Data for analysis »
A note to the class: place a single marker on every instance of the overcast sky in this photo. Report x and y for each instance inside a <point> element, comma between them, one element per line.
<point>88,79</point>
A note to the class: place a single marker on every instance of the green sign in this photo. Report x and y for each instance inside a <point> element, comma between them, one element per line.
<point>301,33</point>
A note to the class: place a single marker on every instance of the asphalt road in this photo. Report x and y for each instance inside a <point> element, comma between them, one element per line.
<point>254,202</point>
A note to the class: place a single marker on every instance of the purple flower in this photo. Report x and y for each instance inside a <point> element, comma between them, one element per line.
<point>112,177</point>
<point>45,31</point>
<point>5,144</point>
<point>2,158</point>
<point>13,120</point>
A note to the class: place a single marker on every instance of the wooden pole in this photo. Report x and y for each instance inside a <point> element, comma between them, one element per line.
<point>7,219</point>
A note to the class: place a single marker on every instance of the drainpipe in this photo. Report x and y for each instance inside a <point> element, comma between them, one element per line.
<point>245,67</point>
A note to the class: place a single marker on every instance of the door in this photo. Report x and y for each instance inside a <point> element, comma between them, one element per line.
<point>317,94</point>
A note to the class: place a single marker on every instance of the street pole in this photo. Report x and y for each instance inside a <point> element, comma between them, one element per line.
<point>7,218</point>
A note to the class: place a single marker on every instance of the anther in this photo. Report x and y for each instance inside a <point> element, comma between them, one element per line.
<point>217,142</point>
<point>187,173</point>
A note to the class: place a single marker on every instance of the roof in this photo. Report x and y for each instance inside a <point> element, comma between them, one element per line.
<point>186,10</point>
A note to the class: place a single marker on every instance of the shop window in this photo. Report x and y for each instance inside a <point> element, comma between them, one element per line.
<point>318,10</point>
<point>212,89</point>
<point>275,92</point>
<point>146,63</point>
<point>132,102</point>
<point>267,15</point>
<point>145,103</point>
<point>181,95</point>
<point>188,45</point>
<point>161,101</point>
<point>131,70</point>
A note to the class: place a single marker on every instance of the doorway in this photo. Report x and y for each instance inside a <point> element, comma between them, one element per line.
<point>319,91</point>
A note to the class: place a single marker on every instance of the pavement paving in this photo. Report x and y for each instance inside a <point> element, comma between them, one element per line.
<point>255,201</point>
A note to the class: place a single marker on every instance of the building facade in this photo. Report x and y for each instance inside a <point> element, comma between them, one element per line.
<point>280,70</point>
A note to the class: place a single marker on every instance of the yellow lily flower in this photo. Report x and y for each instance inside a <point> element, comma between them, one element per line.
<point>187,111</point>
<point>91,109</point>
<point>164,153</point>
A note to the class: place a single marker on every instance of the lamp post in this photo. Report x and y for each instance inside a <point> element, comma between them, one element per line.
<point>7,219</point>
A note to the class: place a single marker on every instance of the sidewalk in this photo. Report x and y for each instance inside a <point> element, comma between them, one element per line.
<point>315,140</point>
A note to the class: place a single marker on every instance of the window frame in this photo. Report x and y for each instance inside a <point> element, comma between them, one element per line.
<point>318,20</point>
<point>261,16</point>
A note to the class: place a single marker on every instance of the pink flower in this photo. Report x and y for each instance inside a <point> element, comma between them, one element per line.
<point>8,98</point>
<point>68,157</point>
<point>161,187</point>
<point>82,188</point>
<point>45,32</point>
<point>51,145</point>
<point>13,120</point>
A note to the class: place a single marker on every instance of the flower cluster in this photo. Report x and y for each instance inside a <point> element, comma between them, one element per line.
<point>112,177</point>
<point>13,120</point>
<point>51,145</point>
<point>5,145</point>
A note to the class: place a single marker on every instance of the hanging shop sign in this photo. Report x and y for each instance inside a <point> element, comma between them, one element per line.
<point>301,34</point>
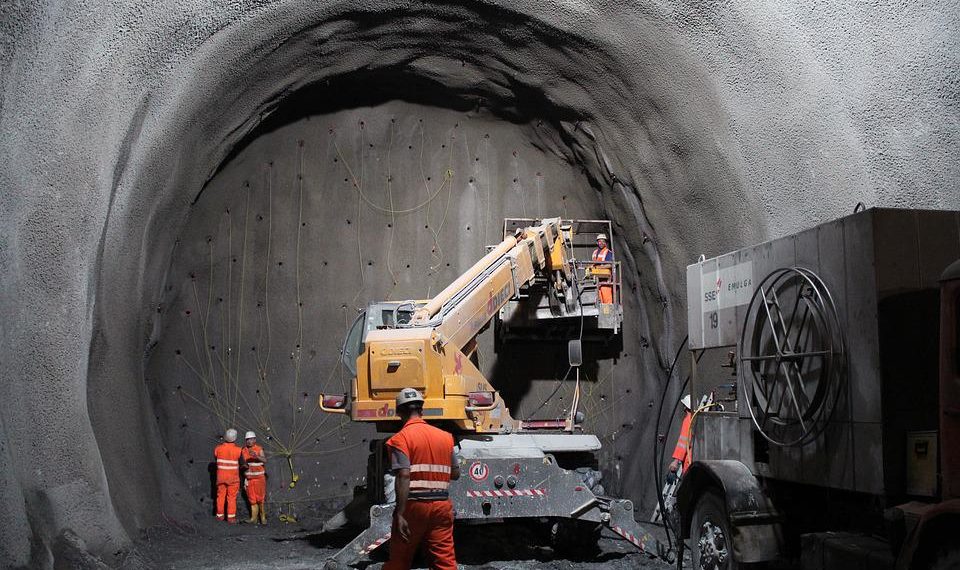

Instructions to follow » Write the entries out again exactly as they appear, with the pictures omitted.

Your response »
A note to the class: place a single marker on every instance of the overcast sky in this photo. Report x and y for each instance inside a <point> element, comma between them, one element per line.
<point>88,79</point>
A note to the class: place a single marker on every instance of the green sign in this photo. Report x and y for each instance inside a <point> element, comma between them, one element per line.
<point>301,33</point>
A note to the class: place a single marker on every instance of the asphalt road in this photo. Report x and y for each instance inside a <point> element, comma between them, one element per line.
<point>254,202</point>
A note to the class: place a single marker on every instance of the purple flower in this photo. Report x and y for each instance inside a <point> element, comma between them, one element per line.
<point>112,177</point>
<point>45,31</point>
<point>5,144</point>
<point>2,158</point>
<point>13,120</point>
A note to the class: place a single marker on every instance of the wooden pole in this photo. Report x and y for each instance inside a <point> element, comma between them, one element per line.
<point>7,219</point>
A note to the class: place a single marker on every instance of the drainpipe in this photo. Report x and y for each instance inside a <point> element, comma between them, one element per line.
<point>245,67</point>
A note to the class: place a single marker on every instance of the door in this photo. Report x and y for each instance inside a <point> element, comma between them, one element per line.
<point>317,94</point>
A note to the class: place a single marker on every instance of the street pole in this photo. Report x and y for each instance inside a <point> element, comma between them, one element per line.
<point>7,218</point>
A note to the class: place a single marker on every instance of the anther in this photo. Report x and y for each instance inside a <point> element, comma between them, one element per line.
<point>217,142</point>
<point>187,173</point>
A note to the class: place a single marker on every instance of the roof in this photo. Report x and y for each instance inside a <point> element, comma between them, one element per line.
<point>186,10</point>
A note to the class: place a single marker on every instance of the shop window in this photo. Report x and y for each instance inside a <point> element, comma between them, one element per line.
<point>318,10</point>
<point>212,89</point>
<point>275,92</point>
<point>146,63</point>
<point>132,102</point>
<point>267,15</point>
<point>145,103</point>
<point>181,95</point>
<point>188,45</point>
<point>161,101</point>
<point>131,70</point>
A note to the class: place a single marker on every instance of the doorway in this photo. Report x and y for each instance inside a <point> element, comma between them, one element per line.
<point>319,91</point>
A note to the class: place a single marker on every instance of the pavement paving in this photo. Report x and y for each instance inside a <point> element, comma between them, one element per line.
<point>255,201</point>
A note to the class: place a single marker on every instance of the building facade in this photo. Report x and y for each instance inside a <point> element, comma between them, one element per line.
<point>280,70</point>
A note to the class: place a single marker on every instance of the yellow lily flower in this photo. Report x and y for each instance inside a <point> element, comma between them, one element per line.
<point>187,111</point>
<point>91,109</point>
<point>164,153</point>
A note to the class: place a single marker on every instance of the lamp post in this photo. Report x and y for each instance inside a <point> element, comma between them, one element per line.
<point>7,219</point>
A note to the class: place a single marker on every instance of the sidewalk in this photo. Report x and y for each instance inside a <point> element, comma between them, one element per line.
<point>315,140</point>
A note to the class: place a single marker on every instance of the window frame in this photo. Report x and y for each instance inside a <point> element, comma between them, one element per line.
<point>318,20</point>
<point>261,16</point>
A note to the class: place a single marker on every instance of the pink flower in this photo. Report x and y for each instance inside a <point> element, comma between them, one element per line.
<point>8,98</point>
<point>68,157</point>
<point>161,187</point>
<point>82,188</point>
<point>45,32</point>
<point>51,145</point>
<point>13,120</point>
A note to the class: place a single marker on every instance of the flower cluster in this photo. Report x and y for each instance inside a <point> element, comma between them, one element per line.
<point>112,177</point>
<point>13,120</point>
<point>51,145</point>
<point>5,145</point>
A note to the class: place a single marker on every instance of the hanging shop sign in this photo. Report x and y for each instance inside a <point> element, comma between them, one element per line.
<point>301,34</point>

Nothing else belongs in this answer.